= PASSAGE TO READ =
I think the start of the playoffs was moved back one day to keep the traditional one-day breathing room between the regular season and the playoffs (although the White Sox didn't get that this year), and to keep a rained-out one-game playoff from really wreaking havoc on the postseason schedule.
The new playoff format makes it much more likely that a 163rd game is required. In the divisional era, there were only two such games, in 1978 and 1980, over the course of 25 years. Since the switch to the Wild Card format, there have already been five such games in 14 years (plus three other instances where two teams tied for the division lead, but no playoff was needed because one of those teams ended up as the Wild Card).

= DATA =
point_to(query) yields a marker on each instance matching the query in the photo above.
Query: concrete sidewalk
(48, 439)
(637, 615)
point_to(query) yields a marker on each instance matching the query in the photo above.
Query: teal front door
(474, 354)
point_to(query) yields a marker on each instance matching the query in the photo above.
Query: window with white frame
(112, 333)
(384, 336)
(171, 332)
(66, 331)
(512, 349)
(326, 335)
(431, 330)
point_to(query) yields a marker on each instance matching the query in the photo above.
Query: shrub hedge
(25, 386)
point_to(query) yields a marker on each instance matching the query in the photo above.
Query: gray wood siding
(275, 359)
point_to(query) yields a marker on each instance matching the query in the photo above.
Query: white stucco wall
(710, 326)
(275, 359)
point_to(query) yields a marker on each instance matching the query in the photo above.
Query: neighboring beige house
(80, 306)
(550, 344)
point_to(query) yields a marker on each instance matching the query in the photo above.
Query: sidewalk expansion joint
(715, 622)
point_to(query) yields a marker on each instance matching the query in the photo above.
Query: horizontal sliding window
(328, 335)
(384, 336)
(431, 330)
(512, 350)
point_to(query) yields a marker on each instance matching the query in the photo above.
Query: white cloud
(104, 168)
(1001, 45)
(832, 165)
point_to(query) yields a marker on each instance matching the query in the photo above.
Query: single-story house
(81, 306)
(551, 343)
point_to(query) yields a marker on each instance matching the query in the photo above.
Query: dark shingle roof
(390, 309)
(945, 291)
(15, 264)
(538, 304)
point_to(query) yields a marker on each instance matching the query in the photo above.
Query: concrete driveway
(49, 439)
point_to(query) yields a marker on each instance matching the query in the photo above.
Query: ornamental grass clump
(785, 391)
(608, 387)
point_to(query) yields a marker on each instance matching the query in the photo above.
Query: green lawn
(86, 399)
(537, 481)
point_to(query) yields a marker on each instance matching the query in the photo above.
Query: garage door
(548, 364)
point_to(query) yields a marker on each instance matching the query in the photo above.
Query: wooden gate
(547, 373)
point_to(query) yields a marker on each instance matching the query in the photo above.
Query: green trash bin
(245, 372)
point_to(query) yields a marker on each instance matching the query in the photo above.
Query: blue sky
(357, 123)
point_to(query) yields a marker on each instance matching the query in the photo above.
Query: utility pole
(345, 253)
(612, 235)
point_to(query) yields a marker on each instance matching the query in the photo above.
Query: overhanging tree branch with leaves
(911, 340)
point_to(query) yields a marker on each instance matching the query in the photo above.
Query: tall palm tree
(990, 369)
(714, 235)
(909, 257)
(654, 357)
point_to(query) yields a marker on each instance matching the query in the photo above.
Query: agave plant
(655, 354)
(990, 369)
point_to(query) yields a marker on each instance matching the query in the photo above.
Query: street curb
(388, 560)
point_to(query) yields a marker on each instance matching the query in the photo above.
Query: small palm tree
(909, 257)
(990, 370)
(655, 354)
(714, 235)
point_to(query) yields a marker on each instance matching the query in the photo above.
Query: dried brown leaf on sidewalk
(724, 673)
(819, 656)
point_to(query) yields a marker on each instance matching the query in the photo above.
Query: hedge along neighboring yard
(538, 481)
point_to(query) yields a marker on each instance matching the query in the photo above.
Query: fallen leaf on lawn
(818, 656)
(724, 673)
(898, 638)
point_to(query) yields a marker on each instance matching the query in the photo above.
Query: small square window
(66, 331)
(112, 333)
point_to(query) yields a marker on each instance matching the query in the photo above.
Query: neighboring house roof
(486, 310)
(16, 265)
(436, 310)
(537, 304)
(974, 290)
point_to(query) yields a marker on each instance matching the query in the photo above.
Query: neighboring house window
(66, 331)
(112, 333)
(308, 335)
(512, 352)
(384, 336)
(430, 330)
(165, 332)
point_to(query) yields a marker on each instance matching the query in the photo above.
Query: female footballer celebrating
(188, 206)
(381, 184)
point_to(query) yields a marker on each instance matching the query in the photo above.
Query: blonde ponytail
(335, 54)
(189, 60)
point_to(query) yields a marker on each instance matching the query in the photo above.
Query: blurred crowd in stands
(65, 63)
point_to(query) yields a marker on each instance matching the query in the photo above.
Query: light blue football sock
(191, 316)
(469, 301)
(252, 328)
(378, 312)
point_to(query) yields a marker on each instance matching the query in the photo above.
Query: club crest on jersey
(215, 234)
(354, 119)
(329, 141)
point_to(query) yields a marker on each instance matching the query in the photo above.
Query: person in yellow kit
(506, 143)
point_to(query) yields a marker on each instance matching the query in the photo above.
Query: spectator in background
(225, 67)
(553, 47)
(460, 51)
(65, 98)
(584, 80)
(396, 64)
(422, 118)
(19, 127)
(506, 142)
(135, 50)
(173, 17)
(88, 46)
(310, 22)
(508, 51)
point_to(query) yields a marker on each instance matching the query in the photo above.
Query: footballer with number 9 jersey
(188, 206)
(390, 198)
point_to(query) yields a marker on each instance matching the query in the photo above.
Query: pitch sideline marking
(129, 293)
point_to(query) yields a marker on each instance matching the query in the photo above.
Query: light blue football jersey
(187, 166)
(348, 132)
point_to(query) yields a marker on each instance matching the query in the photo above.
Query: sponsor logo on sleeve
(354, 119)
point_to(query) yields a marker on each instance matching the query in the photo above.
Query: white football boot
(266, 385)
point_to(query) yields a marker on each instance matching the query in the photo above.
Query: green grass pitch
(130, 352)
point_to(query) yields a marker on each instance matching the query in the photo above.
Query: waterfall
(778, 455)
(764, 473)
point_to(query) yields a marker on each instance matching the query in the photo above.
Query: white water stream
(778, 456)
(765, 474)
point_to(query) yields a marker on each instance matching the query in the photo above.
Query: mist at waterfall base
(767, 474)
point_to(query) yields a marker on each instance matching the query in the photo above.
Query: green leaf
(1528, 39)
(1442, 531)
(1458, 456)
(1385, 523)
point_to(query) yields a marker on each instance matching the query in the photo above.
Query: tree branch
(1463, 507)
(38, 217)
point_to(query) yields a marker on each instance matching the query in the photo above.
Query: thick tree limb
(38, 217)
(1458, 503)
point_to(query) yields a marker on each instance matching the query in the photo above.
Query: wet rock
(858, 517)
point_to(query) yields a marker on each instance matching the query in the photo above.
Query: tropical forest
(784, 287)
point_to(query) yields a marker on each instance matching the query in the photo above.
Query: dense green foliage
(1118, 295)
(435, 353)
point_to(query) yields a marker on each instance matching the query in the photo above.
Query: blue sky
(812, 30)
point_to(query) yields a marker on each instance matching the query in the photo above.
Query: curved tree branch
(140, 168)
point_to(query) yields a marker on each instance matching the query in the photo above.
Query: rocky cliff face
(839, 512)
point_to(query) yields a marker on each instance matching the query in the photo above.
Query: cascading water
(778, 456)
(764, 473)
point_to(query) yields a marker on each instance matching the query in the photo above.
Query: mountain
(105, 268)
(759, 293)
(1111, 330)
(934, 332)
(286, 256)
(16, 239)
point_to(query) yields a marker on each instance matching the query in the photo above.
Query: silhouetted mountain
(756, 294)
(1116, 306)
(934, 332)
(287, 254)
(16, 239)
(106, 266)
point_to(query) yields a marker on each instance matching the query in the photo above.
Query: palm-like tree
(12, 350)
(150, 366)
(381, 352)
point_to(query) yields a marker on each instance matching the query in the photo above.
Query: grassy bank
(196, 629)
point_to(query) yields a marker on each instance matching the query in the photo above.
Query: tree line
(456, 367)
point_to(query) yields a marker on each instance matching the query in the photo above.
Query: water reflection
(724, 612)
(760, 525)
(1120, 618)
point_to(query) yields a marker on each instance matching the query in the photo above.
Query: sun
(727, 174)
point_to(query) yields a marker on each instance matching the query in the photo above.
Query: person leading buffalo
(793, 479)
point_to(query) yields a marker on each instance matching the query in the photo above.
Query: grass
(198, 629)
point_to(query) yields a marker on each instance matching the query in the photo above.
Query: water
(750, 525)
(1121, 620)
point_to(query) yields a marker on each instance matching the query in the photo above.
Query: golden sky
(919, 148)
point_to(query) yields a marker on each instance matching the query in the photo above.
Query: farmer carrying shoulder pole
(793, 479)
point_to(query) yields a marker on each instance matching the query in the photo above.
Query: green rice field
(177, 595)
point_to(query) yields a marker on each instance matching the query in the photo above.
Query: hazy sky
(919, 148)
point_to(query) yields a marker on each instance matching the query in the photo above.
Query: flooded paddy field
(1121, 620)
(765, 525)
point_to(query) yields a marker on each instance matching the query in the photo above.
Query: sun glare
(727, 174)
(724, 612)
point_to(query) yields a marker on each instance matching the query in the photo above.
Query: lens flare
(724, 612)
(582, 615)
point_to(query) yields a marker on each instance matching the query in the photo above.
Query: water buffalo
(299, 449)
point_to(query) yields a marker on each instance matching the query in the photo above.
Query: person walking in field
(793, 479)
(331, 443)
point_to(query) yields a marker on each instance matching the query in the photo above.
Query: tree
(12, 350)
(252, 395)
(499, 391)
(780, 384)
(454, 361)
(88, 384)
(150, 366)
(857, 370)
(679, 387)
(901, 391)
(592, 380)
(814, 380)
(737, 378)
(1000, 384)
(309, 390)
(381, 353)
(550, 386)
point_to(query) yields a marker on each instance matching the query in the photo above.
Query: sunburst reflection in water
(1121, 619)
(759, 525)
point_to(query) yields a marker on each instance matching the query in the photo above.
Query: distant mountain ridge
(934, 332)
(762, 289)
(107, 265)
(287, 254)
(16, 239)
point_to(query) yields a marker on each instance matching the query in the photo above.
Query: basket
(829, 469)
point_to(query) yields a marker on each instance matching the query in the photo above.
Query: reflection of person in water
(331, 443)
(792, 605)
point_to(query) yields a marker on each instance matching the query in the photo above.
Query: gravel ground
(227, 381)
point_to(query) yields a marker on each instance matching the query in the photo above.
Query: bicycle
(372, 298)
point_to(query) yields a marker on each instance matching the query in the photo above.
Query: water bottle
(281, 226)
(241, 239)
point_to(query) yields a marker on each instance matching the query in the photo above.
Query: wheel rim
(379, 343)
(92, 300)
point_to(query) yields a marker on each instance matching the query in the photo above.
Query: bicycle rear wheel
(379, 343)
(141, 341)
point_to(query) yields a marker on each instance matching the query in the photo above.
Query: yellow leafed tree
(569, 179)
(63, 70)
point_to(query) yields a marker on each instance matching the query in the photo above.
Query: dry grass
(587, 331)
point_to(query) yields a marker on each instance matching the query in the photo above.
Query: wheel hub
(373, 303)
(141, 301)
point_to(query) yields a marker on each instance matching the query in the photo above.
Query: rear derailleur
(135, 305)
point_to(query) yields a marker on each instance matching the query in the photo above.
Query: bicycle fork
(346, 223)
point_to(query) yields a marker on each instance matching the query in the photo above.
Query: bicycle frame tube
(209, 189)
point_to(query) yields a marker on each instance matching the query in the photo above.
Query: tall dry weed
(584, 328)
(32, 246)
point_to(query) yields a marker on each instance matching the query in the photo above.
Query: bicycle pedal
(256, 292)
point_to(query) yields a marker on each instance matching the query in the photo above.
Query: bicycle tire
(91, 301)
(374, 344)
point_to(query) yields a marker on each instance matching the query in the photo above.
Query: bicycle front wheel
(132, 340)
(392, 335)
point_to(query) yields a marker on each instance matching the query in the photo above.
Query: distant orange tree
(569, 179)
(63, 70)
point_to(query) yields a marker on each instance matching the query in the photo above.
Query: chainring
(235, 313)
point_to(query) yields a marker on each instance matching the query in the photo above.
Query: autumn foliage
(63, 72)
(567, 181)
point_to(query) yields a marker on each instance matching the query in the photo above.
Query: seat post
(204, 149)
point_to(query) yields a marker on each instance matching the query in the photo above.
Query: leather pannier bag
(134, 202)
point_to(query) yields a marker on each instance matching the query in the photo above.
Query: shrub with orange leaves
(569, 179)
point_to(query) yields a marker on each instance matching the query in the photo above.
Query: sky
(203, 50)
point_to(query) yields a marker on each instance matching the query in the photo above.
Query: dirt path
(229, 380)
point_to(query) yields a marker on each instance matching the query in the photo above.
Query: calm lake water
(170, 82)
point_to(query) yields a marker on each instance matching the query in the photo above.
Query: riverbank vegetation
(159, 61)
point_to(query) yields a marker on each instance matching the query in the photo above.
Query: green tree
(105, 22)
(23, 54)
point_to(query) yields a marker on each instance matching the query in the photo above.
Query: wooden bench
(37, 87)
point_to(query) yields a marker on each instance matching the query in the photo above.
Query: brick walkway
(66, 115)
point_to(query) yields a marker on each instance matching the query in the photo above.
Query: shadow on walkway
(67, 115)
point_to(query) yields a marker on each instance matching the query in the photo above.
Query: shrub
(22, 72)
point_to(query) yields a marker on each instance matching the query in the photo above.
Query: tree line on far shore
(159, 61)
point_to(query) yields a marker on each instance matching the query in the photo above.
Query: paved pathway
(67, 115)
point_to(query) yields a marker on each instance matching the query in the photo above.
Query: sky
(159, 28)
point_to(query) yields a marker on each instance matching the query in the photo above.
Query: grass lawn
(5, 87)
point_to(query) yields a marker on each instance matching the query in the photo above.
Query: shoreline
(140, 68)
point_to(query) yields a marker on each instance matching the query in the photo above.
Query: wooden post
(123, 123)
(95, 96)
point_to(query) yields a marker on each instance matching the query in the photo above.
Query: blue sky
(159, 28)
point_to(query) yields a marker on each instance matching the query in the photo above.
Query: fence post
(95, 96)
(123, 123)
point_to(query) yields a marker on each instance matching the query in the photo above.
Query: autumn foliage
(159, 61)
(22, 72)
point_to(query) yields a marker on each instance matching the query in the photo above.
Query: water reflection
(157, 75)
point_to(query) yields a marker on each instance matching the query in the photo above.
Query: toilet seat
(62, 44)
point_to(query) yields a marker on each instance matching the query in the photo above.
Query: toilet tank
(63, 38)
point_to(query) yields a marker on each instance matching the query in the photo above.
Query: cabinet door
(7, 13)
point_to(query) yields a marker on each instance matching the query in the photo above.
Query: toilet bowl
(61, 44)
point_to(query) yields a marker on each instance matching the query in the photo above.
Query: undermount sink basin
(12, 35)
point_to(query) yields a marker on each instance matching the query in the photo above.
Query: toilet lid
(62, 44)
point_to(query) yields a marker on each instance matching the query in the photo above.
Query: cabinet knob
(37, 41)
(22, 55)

= WRITTEN EXERCISE 1 =
Answer these questions on the passage about baseball playoff scheduling, marking each answer with its question's letter.
(a) Which team did not receive the one-day break between the regular season and the playoffs this year?
(b) In which two years did the divisional era require a 163rd game?
(c) How many such games have been played since the switch to the Wild Card format, and over how many years?
= WRITTEN EXERCISE 2 =
Write the next part of the passage on baseball playoff scheduling, beginning after its final sentence.

= TASK OUTPUT 1 =
(a) The White Sox.
(b) 1978 and 1980.
(c) Five, in 14 years.

= TASK OUTPUT 2 =
From the POV of baseball, which would probably drag the postseason into Thanksgiving if it thought it could get away with it, I can see this argument. But from any other perspective I dunno why you particularly need that day off between the 163rd game and the start of the DS, especially since there's a 50% chance that the team with that 163rd game won't start their DS until Wednesday to begin with. Teams deal with this sort of a schedule all the time in the regular season, and the better the team, the better they'll be able to cope with it. And if a tightened schedule works to the advantage of a team with better pitching depth, or to a team that was good enough to clinch its playoff spot early, I don't see anything particularly wrong with that.
And the truth is also that unless you're flying coast to coast, those two traditional "travel" days aren't necessary for anything other than rainout protection in the first place. Philadelphia and Milwaukee or Boston and St. Petersburg don't really require an off day between cities, unless they're playing a day game after a night game.
I'm not saying to eliminate those two travel days, of course, but the idea that you need a third one for anything other than the dubious goal of mimimizing the number of day games is pure fiction.
2) Create eight four-team divisions.
3) LDS is best-of-7, with a twist: the 4 seed, the division winner with the worst record, loses a home game (to penalize a 79-83 team sneaking into the playoffs by winning a crappy divison).
4) LCS, WS best-of-7, as usual.
5) No off days, except for travel.
You're welcome.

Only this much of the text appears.